▶ Source material
☆ ☆ ☆ ☆ ☆

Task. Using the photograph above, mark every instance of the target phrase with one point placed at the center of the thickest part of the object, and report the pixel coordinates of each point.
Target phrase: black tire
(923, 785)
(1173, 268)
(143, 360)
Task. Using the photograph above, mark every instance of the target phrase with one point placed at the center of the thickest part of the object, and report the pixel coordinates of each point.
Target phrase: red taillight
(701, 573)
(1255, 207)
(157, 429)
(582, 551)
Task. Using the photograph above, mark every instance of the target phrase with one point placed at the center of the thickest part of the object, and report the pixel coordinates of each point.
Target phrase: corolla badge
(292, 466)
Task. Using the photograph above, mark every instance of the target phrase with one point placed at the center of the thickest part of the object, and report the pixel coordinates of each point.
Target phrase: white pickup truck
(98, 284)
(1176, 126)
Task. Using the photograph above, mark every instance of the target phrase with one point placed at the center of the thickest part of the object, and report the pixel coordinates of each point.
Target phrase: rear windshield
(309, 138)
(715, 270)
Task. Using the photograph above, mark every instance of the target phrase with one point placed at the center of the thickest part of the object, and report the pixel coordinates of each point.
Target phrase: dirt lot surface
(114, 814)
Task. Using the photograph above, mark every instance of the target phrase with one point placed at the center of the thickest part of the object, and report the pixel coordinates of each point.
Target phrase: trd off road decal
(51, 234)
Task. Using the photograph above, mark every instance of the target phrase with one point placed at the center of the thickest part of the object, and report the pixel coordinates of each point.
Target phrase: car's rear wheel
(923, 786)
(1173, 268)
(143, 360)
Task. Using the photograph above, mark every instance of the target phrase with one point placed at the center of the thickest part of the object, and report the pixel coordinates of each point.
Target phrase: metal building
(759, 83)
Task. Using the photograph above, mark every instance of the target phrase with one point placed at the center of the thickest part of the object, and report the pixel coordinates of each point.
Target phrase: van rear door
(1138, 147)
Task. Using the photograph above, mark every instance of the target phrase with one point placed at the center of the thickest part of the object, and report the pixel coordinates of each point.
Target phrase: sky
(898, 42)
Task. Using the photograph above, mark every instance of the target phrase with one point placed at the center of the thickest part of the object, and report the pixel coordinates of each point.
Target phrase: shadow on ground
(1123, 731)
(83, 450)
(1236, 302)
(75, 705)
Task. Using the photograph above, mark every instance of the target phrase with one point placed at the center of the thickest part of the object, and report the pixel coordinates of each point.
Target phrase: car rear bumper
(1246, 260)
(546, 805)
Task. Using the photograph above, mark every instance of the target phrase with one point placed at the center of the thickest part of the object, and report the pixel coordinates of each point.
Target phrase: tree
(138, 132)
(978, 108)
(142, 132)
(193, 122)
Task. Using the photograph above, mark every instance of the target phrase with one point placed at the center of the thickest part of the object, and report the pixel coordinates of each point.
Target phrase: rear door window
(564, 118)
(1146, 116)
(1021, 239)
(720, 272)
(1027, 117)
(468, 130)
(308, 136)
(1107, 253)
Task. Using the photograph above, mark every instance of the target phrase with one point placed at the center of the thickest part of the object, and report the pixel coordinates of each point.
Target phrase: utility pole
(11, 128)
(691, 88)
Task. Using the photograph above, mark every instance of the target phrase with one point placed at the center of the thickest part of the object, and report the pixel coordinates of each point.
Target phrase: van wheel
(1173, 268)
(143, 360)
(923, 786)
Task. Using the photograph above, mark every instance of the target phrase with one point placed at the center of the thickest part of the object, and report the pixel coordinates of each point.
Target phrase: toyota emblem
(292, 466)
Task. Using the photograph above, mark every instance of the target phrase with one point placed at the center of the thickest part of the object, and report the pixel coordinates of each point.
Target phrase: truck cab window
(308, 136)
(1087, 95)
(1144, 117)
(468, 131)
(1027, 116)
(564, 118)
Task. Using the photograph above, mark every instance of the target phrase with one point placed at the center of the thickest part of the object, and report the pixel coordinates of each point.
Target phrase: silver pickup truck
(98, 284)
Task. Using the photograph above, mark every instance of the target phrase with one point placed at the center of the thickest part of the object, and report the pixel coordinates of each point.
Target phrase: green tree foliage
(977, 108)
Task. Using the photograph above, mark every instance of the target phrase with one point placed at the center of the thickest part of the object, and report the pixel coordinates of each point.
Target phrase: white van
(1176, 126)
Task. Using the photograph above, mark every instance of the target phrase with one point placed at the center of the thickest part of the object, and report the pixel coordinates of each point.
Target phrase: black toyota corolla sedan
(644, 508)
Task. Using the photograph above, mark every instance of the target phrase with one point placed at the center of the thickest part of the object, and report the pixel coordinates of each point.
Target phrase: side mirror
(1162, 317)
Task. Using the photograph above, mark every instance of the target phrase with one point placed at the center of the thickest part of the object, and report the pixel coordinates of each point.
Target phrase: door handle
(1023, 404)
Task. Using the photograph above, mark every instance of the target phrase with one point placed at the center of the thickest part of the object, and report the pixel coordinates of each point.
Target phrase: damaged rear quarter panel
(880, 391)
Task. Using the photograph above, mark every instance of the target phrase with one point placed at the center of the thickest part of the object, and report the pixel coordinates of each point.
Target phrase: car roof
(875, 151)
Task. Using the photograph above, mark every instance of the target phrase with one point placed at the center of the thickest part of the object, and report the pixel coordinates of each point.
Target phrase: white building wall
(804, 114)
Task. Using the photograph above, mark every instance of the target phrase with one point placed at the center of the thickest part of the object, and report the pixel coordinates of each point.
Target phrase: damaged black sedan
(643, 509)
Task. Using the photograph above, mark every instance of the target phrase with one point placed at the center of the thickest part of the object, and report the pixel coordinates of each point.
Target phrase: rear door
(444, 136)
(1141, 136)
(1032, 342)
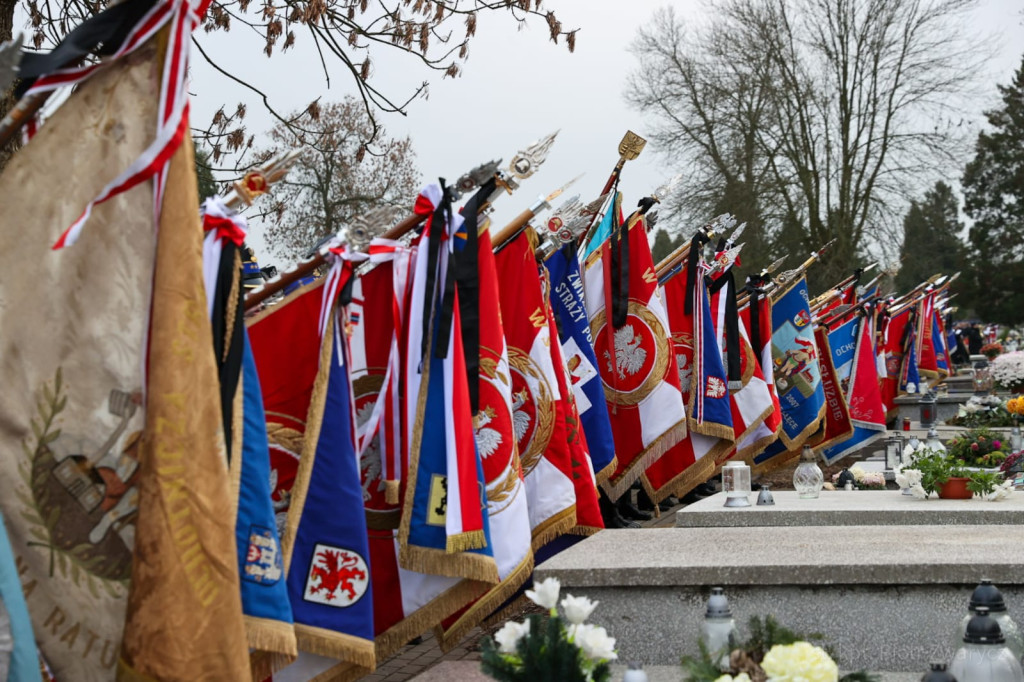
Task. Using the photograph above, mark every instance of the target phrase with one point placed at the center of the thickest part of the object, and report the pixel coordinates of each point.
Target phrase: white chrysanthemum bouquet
(552, 648)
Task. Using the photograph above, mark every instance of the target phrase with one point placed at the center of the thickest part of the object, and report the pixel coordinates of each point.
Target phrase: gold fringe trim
(272, 636)
(383, 519)
(126, 673)
(314, 418)
(391, 488)
(337, 645)
(605, 473)
(655, 450)
(475, 614)
(443, 605)
(268, 309)
(232, 304)
(439, 562)
(551, 527)
(465, 542)
(712, 429)
(235, 466)
(585, 530)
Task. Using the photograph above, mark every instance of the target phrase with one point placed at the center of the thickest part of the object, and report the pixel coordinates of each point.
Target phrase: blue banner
(329, 574)
(264, 592)
(578, 348)
(798, 378)
(24, 658)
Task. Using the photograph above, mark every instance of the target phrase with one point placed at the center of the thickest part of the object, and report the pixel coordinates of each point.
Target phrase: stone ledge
(791, 556)
(881, 508)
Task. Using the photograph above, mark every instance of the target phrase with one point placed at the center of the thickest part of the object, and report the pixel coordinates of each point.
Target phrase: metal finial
(526, 162)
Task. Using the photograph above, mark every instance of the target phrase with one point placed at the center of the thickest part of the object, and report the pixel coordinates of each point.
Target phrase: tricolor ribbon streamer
(172, 123)
(220, 223)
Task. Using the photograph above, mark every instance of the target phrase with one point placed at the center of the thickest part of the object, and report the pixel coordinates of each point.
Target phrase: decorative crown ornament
(368, 226)
(10, 57)
(526, 162)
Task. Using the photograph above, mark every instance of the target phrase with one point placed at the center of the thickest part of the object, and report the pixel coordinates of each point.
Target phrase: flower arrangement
(991, 350)
(552, 647)
(1008, 370)
(1015, 407)
(772, 653)
(866, 480)
(979, 448)
(983, 411)
(931, 469)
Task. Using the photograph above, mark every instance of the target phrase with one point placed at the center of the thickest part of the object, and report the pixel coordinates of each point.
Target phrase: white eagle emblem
(487, 439)
(520, 420)
(716, 387)
(685, 373)
(630, 355)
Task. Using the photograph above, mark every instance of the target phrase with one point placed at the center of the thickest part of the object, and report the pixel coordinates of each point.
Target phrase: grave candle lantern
(736, 483)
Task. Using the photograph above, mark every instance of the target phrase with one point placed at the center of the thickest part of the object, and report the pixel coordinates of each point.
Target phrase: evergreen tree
(993, 189)
(665, 244)
(931, 238)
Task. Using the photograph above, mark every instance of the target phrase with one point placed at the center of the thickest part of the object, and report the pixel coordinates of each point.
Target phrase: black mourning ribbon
(733, 366)
(620, 244)
(100, 35)
(467, 268)
(228, 352)
(696, 244)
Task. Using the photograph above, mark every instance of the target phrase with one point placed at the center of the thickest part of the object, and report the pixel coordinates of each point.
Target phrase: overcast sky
(515, 87)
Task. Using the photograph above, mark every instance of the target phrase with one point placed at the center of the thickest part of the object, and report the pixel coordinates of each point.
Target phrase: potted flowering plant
(991, 350)
(1008, 371)
(979, 448)
(551, 647)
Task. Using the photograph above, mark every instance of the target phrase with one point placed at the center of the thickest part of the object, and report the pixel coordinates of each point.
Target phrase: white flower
(510, 634)
(594, 641)
(578, 609)
(545, 594)
(800, 661)
(1001, 491)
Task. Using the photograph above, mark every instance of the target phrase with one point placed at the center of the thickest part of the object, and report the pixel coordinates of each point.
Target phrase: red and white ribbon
(220, 223)
(172, 120)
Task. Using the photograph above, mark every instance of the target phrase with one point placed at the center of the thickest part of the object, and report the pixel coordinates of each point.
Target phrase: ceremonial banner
(589, 518)
(751, 403)
(444, 527)
(327, 552)
(928, 366)
(797, 375)
(837, 428)
(756, 317)
(184, 611)
(578, 348)
(18, 658)
(853, 354)
(286, 346)
(630, 328)
(897, 341)
(261, 568)
(691, 461)
(538, 411)
(496, 441)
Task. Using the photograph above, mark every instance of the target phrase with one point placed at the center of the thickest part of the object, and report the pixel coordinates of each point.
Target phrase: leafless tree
(828, 114)
(345, 33)
(333, 179)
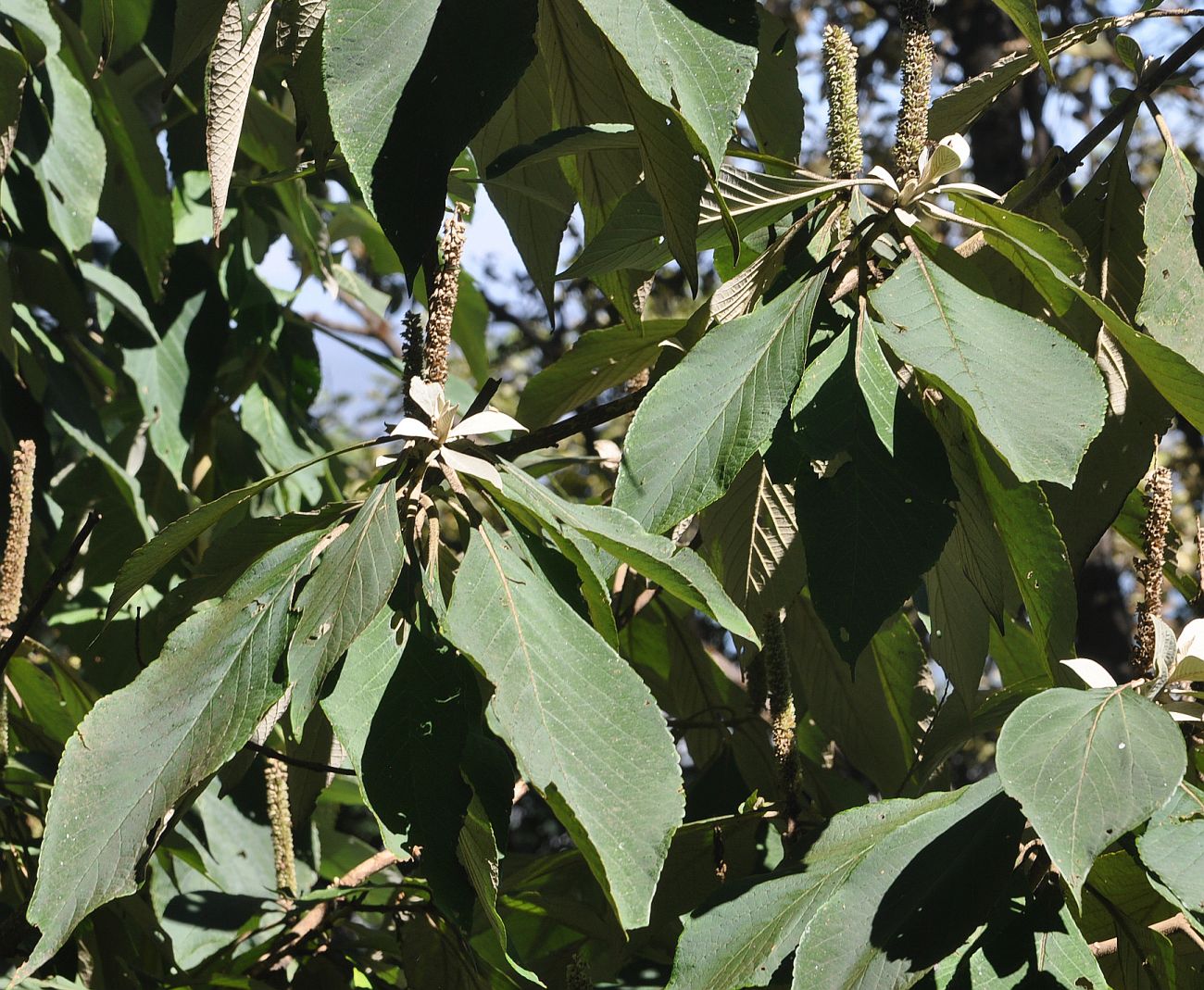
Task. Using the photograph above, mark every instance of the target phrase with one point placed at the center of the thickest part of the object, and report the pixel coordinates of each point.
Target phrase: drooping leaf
(672, 175)
(1035, 548)
(354, 580)
(751, 540)
(1028, 941)
(679, 570)
(1086, 768)
(537, 201)
(1107, 216)
(585, 91)
(1023, 16)
(577, 718)
(402, 713)
(600, 360)
(1034, 394)
(71, 168)
(160, 376)
(143, 748)
(954, 111)
(705, 420)
(873, 708)
(1173, 846)
(872, 520)
(1174, 275)
(697, 58)
(774, 104)
(228, 85)
(370, 51)
(633, 233)
(895, 861)
(148, 560)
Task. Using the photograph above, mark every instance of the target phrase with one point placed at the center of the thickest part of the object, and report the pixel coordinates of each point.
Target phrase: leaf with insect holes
(1087, 768)
(145, 746)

☆ ☆ ☆ ☆ ☆

▶ Request
Count the lines of the items above that contain the word "banner", treating uppercase and lowercase as distinct, and give only the number.

▶ Answer to this problem
2